Text provided
****

Defining Software Project Success

Michael Krisher
Jul 26 · 5 min read

I want to share some thoughts about setting software projects up for success. Success can mean many different things, so I’ll discuss a couple of meanings in this post. Mostly solid quality and team happiness, rather than budgets and timelines.

Photo by Austin Distel on Unsplash

I’ve been writing software for over two decades now. I’ve been a part of both successful and failed projects across a variety of topics. Everything from writing software for a smart TV remote, marketing sites for Kodak and P&G, search functionality, and most recently streaming data platforms with nearly a billion events per day at Nike. Regardless of the domain, some common traits stick out in my mind that impact the outcome of the project on the success or fail scale. I add a note below about team turnover as an outlier for measuring success. I won’t cover obvious things like costs and budgets. Most projects are simply measured by money to be determined successful. But is money the only factor? For this post, I am focused on things that can be done for the team to consider the project a success, not the CFO.

The first consideration is the size of the project. Not the number of lines of code, or even daily users. Size in this context means scope. Is the body of work trying to do too much from the beginning and setting the team up for failure? A report from the Standish Group in 2016 listed the size of a project as the top reason for succeeding or failing. From my experience, I completely agree.

Photo by Alvaro Reyes on Unsplash

Ideally, I like to see teams take the first couple of days of starting a new project to just write out user stories. I’ve been an individual contributor in these “planning” sessions, as well as lead them. The goal is to brainstorm all the little pieces that make up the project and catalog them via consistently formatted user stories. At the end of the exercise, you start your story mapping of the functionality and scope. You identify the various iterations and priorities. To me, the takeaway in all of this is the identification of functionality that is required for the first iteration. This breaks the entirety of the project down into small deliverable chunks of work. By narrowing the focus, even with knowing what comes next, you set the team up for success. They can hold the entire scope in their head and concentrate on delivering it. Not to mention the shared understanding. I’ll write a followup post on how much I value shared understanding. If each iteration is a success, it’s more than likely the entire project will be a success.

But what do we mean by success in this context? Is it simply shipping the first iteration? That seems like a success. Not shipping seems like a failure, assuming we are shipping the correct thing, but let’s assume we are. Shipping makes the team happy. That’s a success! Establishing the foundation and setting the project up for future iteration seems like a success. There are a lot of success definitions that can and should be celebrated. Breaking projects down into small deliverable pieces is key to making a project successful.

****

Data section
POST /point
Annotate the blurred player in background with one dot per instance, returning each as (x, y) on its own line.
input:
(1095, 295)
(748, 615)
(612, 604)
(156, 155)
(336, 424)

****

Tasks and exercises
(A) Reproduce verbatim the passage of the post on software project success starting at "Michael Krisher" and ending at "budgets and timelines.".
(B) Summarize the post on software project success in two sentences.
(C) Extend the post on software project success, picking up after its final sentence.

Results
(A)
Michael Krisher
Jul 26 · 5 min read

I want to share some thoughts about setting software projects up for success. Success can mean many different things, so I’ll discuss a couple of meanings in this post. Mostly solid quality and team happiness, rather than budgets and timelines.

(B) Drawing on more than two decades of writing software, the author defines project success mainly in terms of solid quality and team happiness rather than budgets and timelines. The author names project size, meaning scope, as the top factor and recommends opening a project with user stories and story mapping, so that the work breaks down into small deliverable iterations whose shipping can be celebrated as success.

(C)
Let’s back up a bit though. Is simply taking the time to define the project first before you jump into it a beneficial step for success? I would say so. There have been too many times I’ve recognized where a sense of urgency meant skipping the essentially planning phase. It happens all the time. We receive a bug report, or there is some new functionality that needs to extend something as simple as the login form. A 15-minute meeting happens to describe the problem to at least one engineer and they go off to implement a solution. Without taking the proper time, maybe say an hour or two, to properly plan the “project”, meaning the scope, the result can be a failure. Maybe in the form of technical debt, maybe in the form of implementing the wrong thing.

Right after size of the scope of the project, I would list proper planning as a quick second factor to set projects up for success. As a manager, I am constantly reminding myself to identify when we as a team are being impulsive and jumping into some work without properly planning it and treating it as a project.

Now that we’ve covered proper planning and size of projects, let’s discuss having the right team to be successful. Teams take on many shapes and sizes. I’ve written about team roles in the past. I won’t discuss the various roles that can make teams successful, I’ll just mention the continuity of the team as being a different way to measure success. Simply shipping a project can’t be thought of as successful if the whole team quits in the months afterward. Hiring takes time and is costly and will impact the project. I’ve experienced this more than a few times. The start and stop and turnover always impacts the quality and therefore impacts the success of the project in my mind.

It’s easy for all of us to focus on the technical bits and the functionality requirements when starting a project, but how often do we ask ourselves what would make the project successful in the end, before we get started? Given the scenario, we define a project scope that is pretty straight forward and small but the engineer has no domain knowledge and takes 2 weeks versus 2 days to complete the project, is it still a success? Impulsively, we might say it was a failure because it took too long. But, maybe one of the “success” factors going into the project is to provide a learning opportunity in addition to the completion of the functionality. Without defining that ahead of time, it would be easy to say the project took too long and was a failure.


There are many ways beyond money and shipping that can play into the definition of success for a software project. Something I will be spending my efforts on in the near term is defining what success looks like before we even start a project. If you have a practice of defining what success looks like, I would be very interested in seeing it. As an industry, I think our definition of “success” or “failure” needs to be examined. Once we define success, we might get a little better at setting ourselves up for it.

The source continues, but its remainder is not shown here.